======== Gegebene Einträge ========

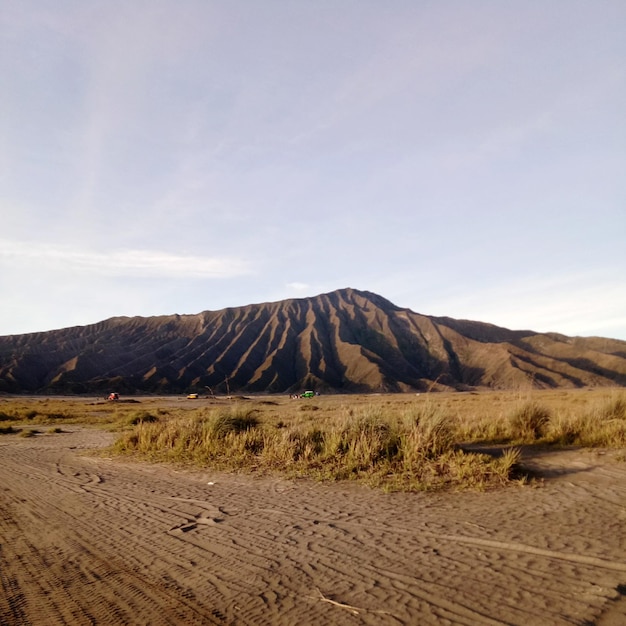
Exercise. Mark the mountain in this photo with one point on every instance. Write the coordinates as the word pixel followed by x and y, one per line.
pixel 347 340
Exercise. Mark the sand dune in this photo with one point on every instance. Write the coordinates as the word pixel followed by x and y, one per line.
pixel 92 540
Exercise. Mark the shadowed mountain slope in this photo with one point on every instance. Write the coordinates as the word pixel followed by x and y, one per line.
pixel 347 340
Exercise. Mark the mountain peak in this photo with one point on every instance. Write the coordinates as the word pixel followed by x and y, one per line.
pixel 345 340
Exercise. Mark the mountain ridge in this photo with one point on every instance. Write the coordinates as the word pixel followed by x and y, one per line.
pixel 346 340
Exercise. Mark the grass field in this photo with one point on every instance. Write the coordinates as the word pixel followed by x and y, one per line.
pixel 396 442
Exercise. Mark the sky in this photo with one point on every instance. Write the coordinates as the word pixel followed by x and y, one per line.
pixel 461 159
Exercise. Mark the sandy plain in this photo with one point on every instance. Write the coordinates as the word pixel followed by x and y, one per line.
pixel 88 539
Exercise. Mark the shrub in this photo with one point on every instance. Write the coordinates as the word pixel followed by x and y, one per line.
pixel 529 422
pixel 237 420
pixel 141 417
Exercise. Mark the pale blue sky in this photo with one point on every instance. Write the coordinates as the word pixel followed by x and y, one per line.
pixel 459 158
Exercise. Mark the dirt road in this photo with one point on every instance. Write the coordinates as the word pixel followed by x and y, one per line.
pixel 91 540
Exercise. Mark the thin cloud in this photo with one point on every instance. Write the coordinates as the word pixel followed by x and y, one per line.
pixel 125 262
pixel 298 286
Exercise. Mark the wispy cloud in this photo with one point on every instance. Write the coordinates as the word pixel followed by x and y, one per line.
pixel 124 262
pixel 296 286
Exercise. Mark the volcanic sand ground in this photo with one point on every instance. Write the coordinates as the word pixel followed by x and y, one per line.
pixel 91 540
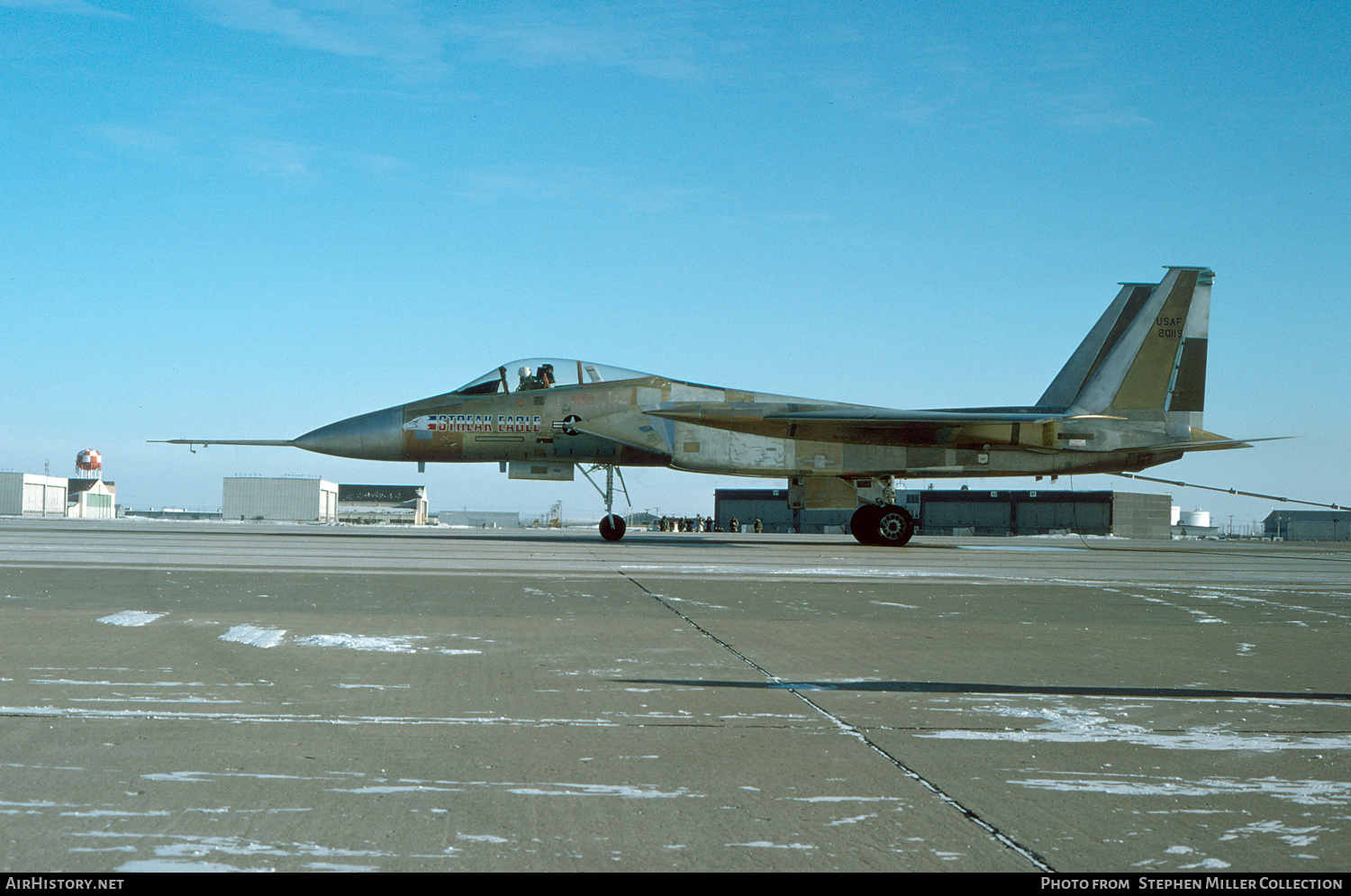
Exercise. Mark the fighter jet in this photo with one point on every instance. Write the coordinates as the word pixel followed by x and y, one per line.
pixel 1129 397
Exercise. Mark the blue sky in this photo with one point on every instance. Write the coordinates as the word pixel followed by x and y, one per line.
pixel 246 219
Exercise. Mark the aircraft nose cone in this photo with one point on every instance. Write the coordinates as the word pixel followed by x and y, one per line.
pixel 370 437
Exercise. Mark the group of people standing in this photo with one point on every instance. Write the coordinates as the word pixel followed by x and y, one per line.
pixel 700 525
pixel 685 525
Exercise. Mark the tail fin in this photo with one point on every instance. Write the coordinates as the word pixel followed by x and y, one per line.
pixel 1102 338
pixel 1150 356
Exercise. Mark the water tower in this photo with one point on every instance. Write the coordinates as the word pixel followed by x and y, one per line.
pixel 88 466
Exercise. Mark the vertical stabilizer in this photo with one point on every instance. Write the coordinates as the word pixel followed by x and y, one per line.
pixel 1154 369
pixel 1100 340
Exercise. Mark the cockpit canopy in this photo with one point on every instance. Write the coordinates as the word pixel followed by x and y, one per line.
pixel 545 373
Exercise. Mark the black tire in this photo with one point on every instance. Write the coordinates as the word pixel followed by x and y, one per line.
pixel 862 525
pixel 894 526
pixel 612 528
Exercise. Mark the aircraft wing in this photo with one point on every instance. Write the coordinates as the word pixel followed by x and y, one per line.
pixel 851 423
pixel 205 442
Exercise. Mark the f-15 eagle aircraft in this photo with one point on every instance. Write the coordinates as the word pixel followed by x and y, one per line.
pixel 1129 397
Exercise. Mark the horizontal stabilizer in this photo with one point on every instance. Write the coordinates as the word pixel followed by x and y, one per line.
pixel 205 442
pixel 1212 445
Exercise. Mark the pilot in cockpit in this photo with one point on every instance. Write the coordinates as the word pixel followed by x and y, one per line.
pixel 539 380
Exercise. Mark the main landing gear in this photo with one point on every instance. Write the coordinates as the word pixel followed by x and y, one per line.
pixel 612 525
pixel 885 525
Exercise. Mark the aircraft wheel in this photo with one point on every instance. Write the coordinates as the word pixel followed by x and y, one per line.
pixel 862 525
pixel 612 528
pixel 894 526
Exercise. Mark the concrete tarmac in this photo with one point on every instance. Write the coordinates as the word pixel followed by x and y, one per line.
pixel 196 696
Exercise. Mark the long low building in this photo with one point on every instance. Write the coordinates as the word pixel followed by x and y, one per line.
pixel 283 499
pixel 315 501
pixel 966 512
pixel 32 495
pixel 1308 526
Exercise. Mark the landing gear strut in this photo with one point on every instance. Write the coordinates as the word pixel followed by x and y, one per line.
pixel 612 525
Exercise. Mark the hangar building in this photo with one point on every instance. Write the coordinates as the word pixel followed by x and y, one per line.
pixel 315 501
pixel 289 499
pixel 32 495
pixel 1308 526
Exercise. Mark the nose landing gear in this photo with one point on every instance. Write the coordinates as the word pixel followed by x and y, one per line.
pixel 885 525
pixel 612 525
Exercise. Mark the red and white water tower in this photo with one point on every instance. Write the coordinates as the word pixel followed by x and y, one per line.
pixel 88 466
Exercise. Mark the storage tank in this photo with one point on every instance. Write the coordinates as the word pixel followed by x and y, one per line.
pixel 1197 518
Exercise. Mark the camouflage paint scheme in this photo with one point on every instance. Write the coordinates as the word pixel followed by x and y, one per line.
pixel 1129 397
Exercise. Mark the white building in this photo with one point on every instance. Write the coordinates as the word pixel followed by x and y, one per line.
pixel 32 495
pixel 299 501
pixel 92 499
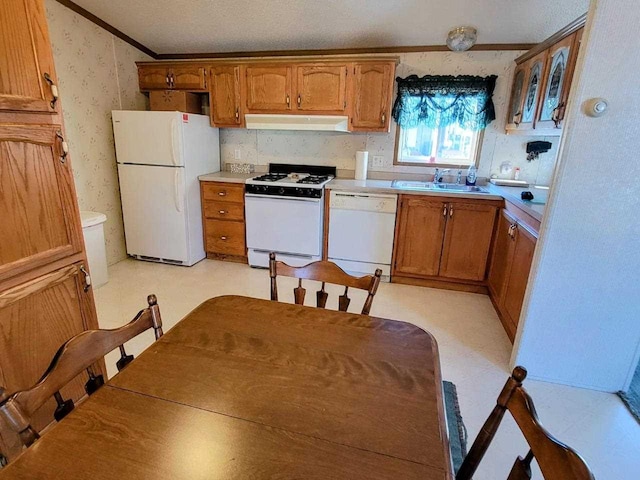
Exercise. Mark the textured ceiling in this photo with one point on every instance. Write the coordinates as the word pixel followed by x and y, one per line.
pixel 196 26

========
======== Gegebene Einträge ========

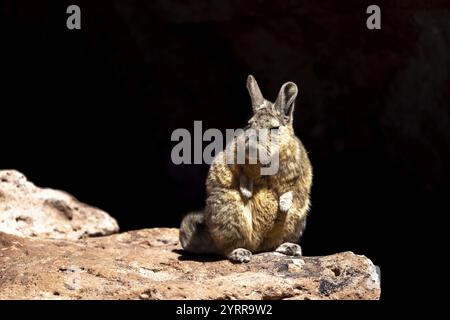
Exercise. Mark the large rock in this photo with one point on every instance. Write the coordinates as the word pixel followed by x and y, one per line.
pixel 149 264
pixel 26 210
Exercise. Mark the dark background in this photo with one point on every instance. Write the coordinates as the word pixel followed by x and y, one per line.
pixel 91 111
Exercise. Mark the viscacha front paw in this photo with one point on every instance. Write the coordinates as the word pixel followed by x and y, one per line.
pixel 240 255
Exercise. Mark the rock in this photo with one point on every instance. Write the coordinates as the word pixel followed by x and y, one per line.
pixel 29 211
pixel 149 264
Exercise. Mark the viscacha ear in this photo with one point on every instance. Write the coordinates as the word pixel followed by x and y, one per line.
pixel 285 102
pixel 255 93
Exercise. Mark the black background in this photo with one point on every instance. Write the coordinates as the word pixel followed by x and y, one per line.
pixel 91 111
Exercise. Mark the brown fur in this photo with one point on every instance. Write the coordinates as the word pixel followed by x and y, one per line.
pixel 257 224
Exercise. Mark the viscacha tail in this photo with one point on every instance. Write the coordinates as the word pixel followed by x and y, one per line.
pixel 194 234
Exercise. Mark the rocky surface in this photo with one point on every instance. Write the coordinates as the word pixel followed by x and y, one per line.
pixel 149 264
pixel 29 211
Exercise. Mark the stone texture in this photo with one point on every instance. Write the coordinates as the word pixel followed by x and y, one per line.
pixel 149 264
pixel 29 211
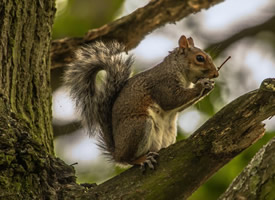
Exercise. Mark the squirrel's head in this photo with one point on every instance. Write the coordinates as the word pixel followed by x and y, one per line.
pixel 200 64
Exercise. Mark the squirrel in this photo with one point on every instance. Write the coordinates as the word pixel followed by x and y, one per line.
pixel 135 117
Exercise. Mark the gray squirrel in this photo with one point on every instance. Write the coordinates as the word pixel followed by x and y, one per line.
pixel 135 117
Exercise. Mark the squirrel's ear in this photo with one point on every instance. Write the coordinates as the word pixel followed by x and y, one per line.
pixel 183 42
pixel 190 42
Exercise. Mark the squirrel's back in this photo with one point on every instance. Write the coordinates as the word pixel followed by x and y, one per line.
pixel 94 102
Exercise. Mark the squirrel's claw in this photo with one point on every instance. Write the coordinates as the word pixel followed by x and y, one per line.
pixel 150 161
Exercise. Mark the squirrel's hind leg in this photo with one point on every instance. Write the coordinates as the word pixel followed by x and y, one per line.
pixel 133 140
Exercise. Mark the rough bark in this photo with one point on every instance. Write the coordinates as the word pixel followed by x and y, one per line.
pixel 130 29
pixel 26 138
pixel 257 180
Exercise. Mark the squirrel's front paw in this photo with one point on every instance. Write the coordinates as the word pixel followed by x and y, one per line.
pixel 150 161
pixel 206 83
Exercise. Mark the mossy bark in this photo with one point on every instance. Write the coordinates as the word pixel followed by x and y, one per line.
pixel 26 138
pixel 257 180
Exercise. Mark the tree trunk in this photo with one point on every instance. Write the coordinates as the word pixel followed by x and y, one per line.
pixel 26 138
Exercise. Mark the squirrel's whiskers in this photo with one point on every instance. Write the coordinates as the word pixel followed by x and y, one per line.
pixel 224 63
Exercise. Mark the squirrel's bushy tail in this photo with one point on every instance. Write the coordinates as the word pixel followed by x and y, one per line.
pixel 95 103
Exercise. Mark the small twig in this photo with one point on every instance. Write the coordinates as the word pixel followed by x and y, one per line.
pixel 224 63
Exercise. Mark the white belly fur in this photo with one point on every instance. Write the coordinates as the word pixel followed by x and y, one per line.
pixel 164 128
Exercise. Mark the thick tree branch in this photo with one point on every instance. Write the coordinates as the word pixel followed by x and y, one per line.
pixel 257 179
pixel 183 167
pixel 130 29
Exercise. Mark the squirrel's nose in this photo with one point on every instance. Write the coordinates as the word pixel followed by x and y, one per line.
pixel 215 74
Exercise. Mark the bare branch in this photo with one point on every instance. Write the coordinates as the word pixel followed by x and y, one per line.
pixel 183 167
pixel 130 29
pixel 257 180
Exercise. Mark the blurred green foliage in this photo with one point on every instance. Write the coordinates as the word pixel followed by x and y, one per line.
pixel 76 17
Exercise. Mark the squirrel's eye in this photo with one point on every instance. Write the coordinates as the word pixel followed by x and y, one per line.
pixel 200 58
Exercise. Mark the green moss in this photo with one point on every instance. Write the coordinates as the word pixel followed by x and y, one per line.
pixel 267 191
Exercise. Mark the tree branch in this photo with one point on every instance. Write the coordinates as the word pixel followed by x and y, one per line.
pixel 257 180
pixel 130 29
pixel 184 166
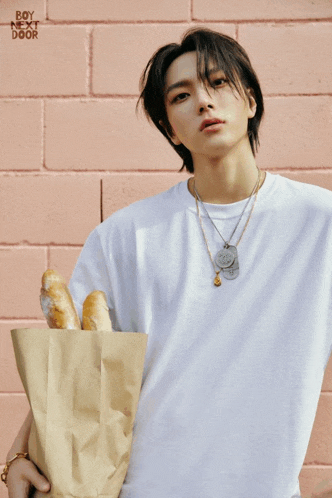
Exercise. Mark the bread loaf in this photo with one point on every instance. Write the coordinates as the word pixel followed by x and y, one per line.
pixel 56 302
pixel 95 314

========
======== Gegebene Einträge ========

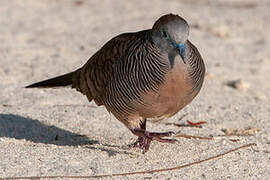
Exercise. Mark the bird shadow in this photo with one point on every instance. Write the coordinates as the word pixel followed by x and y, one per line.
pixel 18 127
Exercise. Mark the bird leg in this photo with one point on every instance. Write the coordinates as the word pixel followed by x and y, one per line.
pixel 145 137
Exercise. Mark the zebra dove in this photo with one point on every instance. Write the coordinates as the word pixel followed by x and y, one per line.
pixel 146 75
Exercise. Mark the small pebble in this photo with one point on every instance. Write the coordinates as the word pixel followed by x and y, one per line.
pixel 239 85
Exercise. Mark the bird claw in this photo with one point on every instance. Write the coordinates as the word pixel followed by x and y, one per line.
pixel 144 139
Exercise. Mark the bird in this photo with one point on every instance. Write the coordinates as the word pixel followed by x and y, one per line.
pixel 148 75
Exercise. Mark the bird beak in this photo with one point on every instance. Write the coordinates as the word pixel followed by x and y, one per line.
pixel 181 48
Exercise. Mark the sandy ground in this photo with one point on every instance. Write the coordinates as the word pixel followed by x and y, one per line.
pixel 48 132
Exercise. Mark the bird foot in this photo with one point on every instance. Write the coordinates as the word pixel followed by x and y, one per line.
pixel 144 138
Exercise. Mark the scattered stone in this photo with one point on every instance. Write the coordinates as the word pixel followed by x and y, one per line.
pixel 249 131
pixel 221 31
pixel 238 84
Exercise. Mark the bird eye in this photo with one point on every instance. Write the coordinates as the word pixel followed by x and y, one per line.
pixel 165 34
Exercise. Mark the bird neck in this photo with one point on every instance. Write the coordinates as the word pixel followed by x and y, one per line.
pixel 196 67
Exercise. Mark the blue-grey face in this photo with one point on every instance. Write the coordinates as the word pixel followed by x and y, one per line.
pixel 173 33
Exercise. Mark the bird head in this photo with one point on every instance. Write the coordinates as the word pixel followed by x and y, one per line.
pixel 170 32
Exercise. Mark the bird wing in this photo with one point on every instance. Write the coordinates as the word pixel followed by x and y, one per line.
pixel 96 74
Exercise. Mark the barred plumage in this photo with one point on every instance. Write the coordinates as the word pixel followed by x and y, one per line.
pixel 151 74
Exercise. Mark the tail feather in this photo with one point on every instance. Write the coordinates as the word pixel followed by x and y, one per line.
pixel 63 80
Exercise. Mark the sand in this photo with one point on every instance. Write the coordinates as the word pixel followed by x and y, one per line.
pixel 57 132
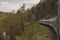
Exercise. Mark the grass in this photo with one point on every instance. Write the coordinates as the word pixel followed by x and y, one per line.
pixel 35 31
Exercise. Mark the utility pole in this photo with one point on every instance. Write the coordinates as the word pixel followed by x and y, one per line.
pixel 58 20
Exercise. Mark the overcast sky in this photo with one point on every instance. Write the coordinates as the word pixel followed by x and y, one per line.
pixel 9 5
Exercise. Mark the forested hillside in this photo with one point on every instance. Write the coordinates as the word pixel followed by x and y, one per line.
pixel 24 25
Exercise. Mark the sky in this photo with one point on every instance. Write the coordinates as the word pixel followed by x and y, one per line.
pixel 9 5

========

Aufgabe
Fang bei der Zeile mit „Exercise. Mark the shrub“ an und hör nach der Zeile mit „pixel 141 417“ auf. Gib diese Zeilen als nummerierte Liste wieder und lass dabei Leerzeilen weg.

Ergebnis
1. Exercise. Mark the shrub in this photo with one point on every instance. Write the coordinates as the word pixel followed by x and y, one per line.
2. pixel 529 422
3. pixel 237 420
4. pixel 141 417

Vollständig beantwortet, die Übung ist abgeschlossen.